Collected data entries
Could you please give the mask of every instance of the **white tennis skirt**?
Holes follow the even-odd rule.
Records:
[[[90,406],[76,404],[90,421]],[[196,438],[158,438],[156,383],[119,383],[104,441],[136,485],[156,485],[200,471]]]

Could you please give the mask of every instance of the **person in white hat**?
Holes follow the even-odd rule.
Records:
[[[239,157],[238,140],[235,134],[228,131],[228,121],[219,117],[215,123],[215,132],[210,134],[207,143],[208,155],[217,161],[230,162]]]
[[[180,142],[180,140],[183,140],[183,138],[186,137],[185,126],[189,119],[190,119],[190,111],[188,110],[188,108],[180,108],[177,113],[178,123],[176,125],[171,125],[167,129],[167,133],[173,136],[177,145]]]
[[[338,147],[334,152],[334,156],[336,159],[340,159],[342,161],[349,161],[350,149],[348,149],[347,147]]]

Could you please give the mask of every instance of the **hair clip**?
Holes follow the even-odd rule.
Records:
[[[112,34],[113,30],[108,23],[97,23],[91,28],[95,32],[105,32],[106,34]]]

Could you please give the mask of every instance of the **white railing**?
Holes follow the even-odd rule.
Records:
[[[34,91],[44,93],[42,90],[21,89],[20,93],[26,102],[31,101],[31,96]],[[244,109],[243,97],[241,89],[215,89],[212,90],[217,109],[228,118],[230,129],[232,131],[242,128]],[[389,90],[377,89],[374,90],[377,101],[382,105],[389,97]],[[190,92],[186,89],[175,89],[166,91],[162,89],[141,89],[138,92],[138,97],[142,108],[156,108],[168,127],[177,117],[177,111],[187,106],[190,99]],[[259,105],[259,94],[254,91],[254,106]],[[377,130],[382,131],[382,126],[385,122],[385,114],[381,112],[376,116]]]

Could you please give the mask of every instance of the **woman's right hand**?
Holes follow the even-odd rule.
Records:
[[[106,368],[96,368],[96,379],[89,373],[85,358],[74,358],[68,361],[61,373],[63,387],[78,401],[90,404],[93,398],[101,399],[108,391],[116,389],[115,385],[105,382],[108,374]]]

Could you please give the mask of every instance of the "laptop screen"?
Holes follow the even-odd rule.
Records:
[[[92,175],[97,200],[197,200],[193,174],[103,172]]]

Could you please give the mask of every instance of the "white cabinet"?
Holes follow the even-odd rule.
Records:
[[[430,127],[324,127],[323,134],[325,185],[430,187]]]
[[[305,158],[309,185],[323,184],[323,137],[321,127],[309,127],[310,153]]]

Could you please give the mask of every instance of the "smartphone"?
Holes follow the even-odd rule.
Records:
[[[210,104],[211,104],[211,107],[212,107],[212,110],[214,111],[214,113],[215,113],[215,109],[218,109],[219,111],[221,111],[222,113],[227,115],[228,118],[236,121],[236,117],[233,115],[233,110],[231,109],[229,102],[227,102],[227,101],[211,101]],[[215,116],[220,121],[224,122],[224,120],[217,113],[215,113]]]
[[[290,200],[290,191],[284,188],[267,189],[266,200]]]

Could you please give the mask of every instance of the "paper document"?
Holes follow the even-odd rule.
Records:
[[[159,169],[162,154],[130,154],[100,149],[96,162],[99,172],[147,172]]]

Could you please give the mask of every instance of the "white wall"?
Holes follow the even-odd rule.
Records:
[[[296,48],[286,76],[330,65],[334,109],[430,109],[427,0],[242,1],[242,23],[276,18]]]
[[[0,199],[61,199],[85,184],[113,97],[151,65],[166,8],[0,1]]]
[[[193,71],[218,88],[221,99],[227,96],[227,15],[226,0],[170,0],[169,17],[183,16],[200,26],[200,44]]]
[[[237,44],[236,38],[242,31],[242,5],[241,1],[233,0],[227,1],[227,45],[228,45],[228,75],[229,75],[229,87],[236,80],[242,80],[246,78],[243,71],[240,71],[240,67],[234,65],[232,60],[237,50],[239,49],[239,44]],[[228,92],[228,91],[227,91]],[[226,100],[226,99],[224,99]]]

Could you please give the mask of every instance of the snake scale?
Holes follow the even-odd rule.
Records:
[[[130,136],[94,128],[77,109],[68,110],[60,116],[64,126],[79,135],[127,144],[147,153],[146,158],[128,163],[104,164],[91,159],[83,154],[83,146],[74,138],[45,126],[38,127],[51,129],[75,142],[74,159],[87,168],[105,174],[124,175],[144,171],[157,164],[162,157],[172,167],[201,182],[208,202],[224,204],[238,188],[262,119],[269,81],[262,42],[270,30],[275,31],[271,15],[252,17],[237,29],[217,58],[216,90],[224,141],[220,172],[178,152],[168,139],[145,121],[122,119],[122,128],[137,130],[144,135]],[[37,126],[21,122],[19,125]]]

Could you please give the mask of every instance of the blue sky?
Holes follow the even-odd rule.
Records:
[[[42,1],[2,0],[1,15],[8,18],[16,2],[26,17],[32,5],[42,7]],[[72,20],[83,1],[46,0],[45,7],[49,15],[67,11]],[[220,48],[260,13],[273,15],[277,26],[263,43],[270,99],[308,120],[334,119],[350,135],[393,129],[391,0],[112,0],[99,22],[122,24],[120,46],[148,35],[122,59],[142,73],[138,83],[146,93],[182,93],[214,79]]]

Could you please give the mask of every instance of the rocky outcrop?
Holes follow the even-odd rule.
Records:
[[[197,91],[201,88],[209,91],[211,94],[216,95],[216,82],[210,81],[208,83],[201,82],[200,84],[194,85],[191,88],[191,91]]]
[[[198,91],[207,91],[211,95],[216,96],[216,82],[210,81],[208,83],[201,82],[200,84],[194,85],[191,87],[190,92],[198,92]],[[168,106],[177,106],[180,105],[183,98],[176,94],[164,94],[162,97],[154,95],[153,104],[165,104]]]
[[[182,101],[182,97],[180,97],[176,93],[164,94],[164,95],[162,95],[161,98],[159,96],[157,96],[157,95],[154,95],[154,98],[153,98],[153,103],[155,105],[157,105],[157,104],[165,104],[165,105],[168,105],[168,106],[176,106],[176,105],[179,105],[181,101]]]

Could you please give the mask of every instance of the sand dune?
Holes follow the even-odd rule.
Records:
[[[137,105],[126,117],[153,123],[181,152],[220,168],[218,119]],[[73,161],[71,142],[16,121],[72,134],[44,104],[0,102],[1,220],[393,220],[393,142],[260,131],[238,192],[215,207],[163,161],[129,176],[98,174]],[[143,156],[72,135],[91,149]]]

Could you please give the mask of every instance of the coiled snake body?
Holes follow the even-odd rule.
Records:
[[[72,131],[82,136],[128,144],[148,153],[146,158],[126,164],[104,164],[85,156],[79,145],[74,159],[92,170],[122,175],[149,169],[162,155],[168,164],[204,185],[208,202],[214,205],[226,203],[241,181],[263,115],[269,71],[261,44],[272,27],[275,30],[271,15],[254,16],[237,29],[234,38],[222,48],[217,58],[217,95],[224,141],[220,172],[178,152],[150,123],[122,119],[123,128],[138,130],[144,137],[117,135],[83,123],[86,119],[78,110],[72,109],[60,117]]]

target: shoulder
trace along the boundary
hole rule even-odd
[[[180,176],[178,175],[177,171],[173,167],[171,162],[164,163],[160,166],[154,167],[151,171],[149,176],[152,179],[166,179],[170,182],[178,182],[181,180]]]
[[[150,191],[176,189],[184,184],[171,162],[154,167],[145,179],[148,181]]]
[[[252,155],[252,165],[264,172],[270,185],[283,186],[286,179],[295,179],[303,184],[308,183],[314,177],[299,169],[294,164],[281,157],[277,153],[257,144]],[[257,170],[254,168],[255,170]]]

# TASK INSTRUCTIONS
Scan the data above for the word "white" and report every line where it is found.

# SOLUTION TO THE PROBLEM
Could you please give the mask of every instance of the **white tennis skirt**?
Could you please give the mask of every instance of the **person in white hat**?
Could you please give the mask of every instance of the **white railing**?
Could you please give the mask of every instance of the "white cabinet"?
Could you please give the mask of every instance of the "white wall"?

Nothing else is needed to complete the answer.